● **RECORDS FOR THIS EXERCISE**:

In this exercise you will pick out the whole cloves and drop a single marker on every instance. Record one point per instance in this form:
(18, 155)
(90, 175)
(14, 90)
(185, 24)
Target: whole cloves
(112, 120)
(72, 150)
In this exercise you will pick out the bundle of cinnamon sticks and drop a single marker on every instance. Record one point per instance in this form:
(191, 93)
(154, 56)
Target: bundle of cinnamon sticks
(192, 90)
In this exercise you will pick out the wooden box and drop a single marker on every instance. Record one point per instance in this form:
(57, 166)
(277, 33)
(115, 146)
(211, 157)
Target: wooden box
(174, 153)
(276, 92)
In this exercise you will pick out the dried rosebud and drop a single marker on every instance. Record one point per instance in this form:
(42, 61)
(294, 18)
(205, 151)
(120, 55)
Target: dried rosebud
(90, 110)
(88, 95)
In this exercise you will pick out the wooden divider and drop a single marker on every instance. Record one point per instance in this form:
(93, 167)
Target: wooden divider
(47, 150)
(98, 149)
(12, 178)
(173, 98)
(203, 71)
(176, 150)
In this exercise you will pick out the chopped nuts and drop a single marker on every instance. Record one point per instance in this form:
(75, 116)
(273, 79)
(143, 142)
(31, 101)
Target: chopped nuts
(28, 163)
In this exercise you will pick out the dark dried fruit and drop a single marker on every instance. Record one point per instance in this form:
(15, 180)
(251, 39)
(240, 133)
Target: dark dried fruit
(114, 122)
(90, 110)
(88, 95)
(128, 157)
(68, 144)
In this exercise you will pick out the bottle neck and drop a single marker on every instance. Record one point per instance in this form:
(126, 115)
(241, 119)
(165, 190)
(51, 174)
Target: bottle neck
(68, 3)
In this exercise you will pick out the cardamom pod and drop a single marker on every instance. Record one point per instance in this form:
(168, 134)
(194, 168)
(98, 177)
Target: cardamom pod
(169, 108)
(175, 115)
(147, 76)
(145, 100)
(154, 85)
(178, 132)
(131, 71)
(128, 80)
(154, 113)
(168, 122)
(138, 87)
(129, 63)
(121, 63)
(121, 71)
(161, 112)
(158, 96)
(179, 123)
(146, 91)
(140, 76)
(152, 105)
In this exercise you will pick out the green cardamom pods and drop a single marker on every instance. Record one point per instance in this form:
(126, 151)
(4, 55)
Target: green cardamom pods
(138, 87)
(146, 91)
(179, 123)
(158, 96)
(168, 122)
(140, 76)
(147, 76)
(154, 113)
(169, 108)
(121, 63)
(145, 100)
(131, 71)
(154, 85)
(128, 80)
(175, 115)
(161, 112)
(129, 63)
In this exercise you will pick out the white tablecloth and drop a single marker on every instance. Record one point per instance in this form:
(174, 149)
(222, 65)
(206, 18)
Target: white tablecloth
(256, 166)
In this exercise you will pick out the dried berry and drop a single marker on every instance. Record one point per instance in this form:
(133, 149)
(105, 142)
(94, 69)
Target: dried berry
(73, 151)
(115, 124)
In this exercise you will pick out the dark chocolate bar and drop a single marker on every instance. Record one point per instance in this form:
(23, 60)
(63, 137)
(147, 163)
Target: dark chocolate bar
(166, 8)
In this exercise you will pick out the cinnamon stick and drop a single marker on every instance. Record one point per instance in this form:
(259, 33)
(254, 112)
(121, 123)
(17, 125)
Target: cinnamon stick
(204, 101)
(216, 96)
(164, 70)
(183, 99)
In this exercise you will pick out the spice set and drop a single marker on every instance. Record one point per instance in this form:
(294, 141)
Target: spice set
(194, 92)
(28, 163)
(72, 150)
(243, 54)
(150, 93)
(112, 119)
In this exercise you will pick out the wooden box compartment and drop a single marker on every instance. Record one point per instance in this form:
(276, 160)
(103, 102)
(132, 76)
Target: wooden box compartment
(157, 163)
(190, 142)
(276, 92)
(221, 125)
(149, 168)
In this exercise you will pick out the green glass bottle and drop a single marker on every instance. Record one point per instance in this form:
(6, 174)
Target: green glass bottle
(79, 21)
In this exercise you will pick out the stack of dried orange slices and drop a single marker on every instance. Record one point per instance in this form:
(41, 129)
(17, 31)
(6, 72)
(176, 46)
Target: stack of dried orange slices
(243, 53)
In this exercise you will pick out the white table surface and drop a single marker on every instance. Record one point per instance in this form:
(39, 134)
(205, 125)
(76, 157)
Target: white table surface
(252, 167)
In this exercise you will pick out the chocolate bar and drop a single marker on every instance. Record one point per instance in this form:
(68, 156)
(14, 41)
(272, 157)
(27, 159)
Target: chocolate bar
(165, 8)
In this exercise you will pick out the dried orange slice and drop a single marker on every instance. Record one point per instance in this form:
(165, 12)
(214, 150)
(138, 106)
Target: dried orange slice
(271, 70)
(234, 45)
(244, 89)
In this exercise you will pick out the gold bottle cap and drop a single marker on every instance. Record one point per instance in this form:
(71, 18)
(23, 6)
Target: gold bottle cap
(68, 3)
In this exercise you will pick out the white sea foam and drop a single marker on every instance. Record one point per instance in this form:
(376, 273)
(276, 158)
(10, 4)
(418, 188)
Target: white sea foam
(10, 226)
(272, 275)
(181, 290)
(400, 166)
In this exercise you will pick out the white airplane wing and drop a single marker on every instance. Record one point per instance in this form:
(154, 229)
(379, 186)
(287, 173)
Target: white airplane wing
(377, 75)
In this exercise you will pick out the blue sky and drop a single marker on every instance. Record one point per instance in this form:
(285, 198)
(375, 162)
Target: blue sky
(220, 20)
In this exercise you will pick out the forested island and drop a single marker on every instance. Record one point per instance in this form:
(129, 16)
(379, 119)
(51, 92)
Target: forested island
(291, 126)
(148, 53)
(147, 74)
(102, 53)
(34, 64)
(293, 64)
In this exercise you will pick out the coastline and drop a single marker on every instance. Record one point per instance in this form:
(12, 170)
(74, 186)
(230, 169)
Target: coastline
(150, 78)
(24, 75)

● **DESCRIPTION OF THE TASK**: Reproduce the material in full, switching every "marker" to "pin" and leaving everything else untouched.

● **TASK ANSWER**:
In this exercise you will pick out the whole cloves and drop a single pin on every instance. Record one point per instance in this form:
(18, 155)
(90, 175)
(14, 90)
(185, 24)
Target: whole cloves
(112, 120)
(72, 150)
In this exercise you will pick out the bundle of cinnamon sticks and drop a single pin on every instance. Record one point per instance in this form:
(191, 93)
(154, 56)
Target: bundle of cinnamon sticks
(192, 90)
In this exercise you will pick out the wooden box and drop a single pin on every instance. Record one point per instance in this form:
(57, 166)
(277, 33)
(115, 146)
(211, 157)
Target: wooden box
(174, 153)
(276, 92)
In this exercise you will pick out the dried rosebud and drop a single pin on every instance. Record one point per instance in this form:
(42, 61)
(294, 18)
(205, 151)
(120, 55)
Target: dried rosebud
(90, 110)
(88, 95)
In this exercise you will pick out the wooden divider and drop a single pin on every instance. Record one point per instance in this form:
(93, 167)
Target: wooden divider
(47, 150)
(98, 149)
(12, 178)
(173, 98)
(203, 71)
(176, 150)
In this exercise you will pick out the chopped nuts and drop a single pin on every instance. Record one point per instance in this form:
(75, 116)
(273, 79)
(143, 142)
(31, 101)
Target: chopped nuts
(28, 163)
In this exercise you will pick out the dark dried fruit and drop a single pin on every instance. Record one point per instance in this form:
(15, 180)
(251, 39)
(240, 133)
Target: dark dried fruit
(114, 122)
(90, 110)
(88, 95)
(128, 157)
(68, 144)
In this exercise you will pick out the bottle neck and drop a single pin on every instance. Record one point per instance in this form:
(126, 115)
(241, 119)
(165, 190)
(51, 174)
Target: bottle neck
(68, 3)
In this exercise you will pick out the cardamom pod and drop a single pin on every instance. Record one point per instance in this form:
(168, 134)
(194, 168)
(98, 177)
Target: cardamom pod
(169, 108)
(175, 115)
(147, 76)
(145, 100)
(154, 85)
(178, 132)
(131, 71)
(128, 80)
(154, 113)
(168, 122)
(138, 87)
(129, 63)
(121, 63)
(121, 71)
(161, 112)
(158, 96)
(179, 123)
(146, 91)
(140, 76)
(152, 105)
In this exercise you will pick out the green cardamom pods and drop a single pin on every instance. Record one point per instance in this form:
(126, 151)
(4, 55)
Target: green cardamom pods
(138, 87)
(146, 91)
(179, 123)
(158, 96)
(168, 122)
(140, 76)
(147, 76)
(154, 113)
(169, 108)
(121, 63)
(145, 100)
(131, 71)
(154, 85)
(128, 80)
(175, 115)
(161, 112)
(129, 63)
In this exercise you will pick out the white tablecloth and drop a single pin on every instance. Record one point per instance in this form:
(174, 149)
(222, 65)
(206, 18)
Target: white tablecloth
(256, 166)
In this exercise you will pick out the dried berry and drop a single pin on every instance. Record one point per instance in this form:
(133, 149)
(105, 142)
(94, 69)
Target: dried berry
(73, 151)
(115, 124)
In this exercise you will pick out the dark chocolate bar and drop a single pin on every instance. Record one point per instance in this form:
(23, 60)
(63, 137)
(147, 163)
Target: dark chocolate bar
(166, 8)
In this exercise you will pick out the cinnamon stick and drop a single pin on every instance. Record one point per instance in this form:
(259, 33)
(254, 112)
(121, 123)
(17, 125)
Target: cinnamon stick
(204, 101)
(216, 96)
(164, 70)
(183, 99)
In this exercise you will pick out the spice set and drop a single pin on every instance. Record one point per instance in this form:
(294, 141)
Target: spice set
(194, 92)
(28, 163)
(72, 150)
(243, 54)
(150, 93)
(112, 119)
In this exercise you will pick out the wooden box compartment and drop a single pin on every instance. Record one point per instance in this form:
(276, 160)
(103, 102)
(132, 76)
Target: wooden box compartment
(157, 163)
(190, 142)
(276, 92)
(221, 125)
(149, 168)
In this exercise you will pick out the green glass bottle and drop a single pin on every instance. Record one point per instance in this form:
(6, 174)
Target: green glass bottle
(79, 21)
In this exercise you will pick out the stack of dried orange slices and drop a single pin on every instance. Record one point per instance in this form:
(41, 129)
(17, 31)
(6, 72)
(176, 46)
Target: stack of dried orange slices
(243, 53)
In this exercise you will pick out the white table surface and drop a single pin on every instance. Record one point per instance in this form:
(39, 134)
(205, 125)
(76, 157)
Target: white table surface
(252, 167)
In this exercise you will pick out the chocolate bar and drop a single pin on every instance. Record one point per instance in this form:
(68, 156)
(14, 41)
(272, 157)
(27, 159)
Target: chocolate bar
(165, 8)
In this exercise you will pick out the dried orange slice and drop a single pin on every instance. Record one point per instance in this form:
(165, 12)
(214, 150)
(138, 106)
Target: dried orange slice
(271, 70)
(234, 45)
(244, 89)
In this exercise you will pick out the gold bottle cap and drop a single pin on every instance. Record one point per instance in this form:
(71, 18)
(23, 6)
Target: gold bottle cap
(68, 3)
In this exercise you will pick out the white sea foam and drop a single pin on every instance. Record one point per instance in this form:
(376, 273)
(276, 158)
(10, 4)
(418, 188)
Target: white sea foam
(10, 226)
(272, 275)
(181, 290)
(400, 166)
In this exercise you will pick out the white airplane wing and drop a single pin on every instance. Record one point per instance in this form:
(154, 229)
(379, 186)
(287, 173)
Target: white airplane wing
(377, 75)
In this exercise you will pick out the blue sky and drop a single pin on every instance. Record one point per instance in this form:
(285, 198)
(375, 162)
Target: blue sky
(220, 20)
In this exercise you will pick out the forested island and drop a single pin on every instance. Record one point per instance in this form:
(129, 16)
(379, 119)
(51, 92)
Target: forested island
(291, 126)
(148, 53)
(147, 74)
(102, 53)
(34, 64)
(293, 64)
In this exercise you will pick out the coastline and drop a single pin on every instance. Record one point per instance in this form:
(12, 170)
(74, 186)
(230, 169)
Target: coastline
(150, 78)
(24, 75)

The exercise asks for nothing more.